### TEXTO PARA LEITURA
++++++++++++++++++++
Pode haver enchente, explosão e desemprego, mas não posso deixar a missão de criar filhas
Elas sempre vão precisar de estudo, remédio, banho e comida
Era uma segunda-feira com cara de tranquila e pacata em minha casa. Eu estava de folga depois do plantão do final de semana, o marido fazia home office, Luiza, a filha mais velha, estava na escola, e Laura, a caçula, preparava-se para mais uma tarde de aulas. Fora o pequeno imprevisto de que a faxineira não podia nos atender naquele dia, eu já havia planejado a minha tarde: cartório, supermercado, pendências escolares e produção do jantar.
Mas, parece que um vento norte varreu tudo e, em poucos minutos, o dia virou um caos. A caçula não quis mais ir para a escola, a mais velha voltou para casa doente, notícias abalaram o mundo do jornalismo (o que é bem comum) e minha avó foi internada.
Em menos de 24 horas eu estava vivendo a representação do que viria nos próximos dias: incertezas em todas as áreas de minha vida, o que, inclusive, me levou a ter uma dor nas costas que me impedia de me movimentar.
++++++++++++++++++++
(Dados de indicação de regiões)
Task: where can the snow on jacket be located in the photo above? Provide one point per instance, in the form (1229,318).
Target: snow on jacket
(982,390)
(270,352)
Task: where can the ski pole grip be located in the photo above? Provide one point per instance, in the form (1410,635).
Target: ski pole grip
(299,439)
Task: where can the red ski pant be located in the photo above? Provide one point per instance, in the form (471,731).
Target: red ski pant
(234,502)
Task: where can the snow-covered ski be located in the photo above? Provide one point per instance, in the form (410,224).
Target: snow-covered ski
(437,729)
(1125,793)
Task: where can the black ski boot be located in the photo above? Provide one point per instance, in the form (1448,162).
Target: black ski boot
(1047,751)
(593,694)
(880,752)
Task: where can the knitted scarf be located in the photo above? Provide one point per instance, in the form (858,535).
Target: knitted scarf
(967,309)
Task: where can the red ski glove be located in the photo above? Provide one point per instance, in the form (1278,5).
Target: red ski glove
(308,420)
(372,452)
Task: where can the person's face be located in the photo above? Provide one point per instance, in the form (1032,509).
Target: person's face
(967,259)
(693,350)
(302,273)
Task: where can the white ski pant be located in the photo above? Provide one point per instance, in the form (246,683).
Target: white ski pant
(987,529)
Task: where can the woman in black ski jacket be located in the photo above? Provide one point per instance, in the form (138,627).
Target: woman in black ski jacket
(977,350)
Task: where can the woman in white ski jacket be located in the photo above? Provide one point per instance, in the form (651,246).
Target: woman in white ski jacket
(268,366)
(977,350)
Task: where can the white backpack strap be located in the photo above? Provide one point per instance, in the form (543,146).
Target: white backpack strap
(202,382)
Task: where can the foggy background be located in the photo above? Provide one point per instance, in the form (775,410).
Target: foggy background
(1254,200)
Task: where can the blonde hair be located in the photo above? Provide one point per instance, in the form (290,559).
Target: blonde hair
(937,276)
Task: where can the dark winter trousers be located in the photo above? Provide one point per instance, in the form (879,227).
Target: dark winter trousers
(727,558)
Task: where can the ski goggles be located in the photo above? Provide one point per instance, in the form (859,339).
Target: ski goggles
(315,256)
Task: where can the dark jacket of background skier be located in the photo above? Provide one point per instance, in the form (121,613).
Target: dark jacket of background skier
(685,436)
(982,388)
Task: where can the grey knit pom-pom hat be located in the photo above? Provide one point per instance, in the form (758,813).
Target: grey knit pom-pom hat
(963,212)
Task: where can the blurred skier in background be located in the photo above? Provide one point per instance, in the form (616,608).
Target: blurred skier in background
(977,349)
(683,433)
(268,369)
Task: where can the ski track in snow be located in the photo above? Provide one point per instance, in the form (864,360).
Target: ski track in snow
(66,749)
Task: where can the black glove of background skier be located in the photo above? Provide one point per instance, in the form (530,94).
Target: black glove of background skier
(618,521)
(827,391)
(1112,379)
++++++++++++++++++++
### INSTRUÇÃO DA TAREFA 1
Transcreva o trecho do texto que começa nas palavras "Pode haver enchente, explosão" e termina depois de "avó foi internada.".
### INSTRUÇÃO DA TAREFA 2
Responda às perguntas abaixo com base no texto.
(a) Onde estava Luiza, a filha mais velha, naquela segunda-feira?
(b) Qual era o pequeno imprevisto daquele dia?
(c) O que aconteceu com a avó da autora?

### ESPAÇO DA RESPOSTA 1
Pode haver enchente, explosão e desemprego, mas não posso deixar a missão de criar filhas
Elas sempre vão precisar de estudo, remédio, banho e comida
Era uma segunda-feira com cara de tranquila e pacata em minha casa. Eu estava de folga depois do plantão do final de semana, o marido fazia home office, Luiza, a filha mais velha, estava na escola, e Laura, a caçula, preparava-se para mais uma tarde de aulas. Fora o pequeno imprevisto de que a faxineira não podia nos atender naquele dia, eu já havia planejado a minha tarde: cartório, supermercado, pendências escolares e produção do jantar.
Mas, parece que um vento norte varreu tudo e, em poucos minutos, o dia virou um caos. A caçula não quis mais ir para a escola, a mais velha voltou para casa doente, notícias abalaram o mundo do jornalismo (o que é bem comum) e minha avó foi internada.

### ESPAÇO DA RESPOSTA 2
(a) Luiza estava na escola.
(b) A faxineira não podia atender a família naquele dia.
(c) A avó foi internada.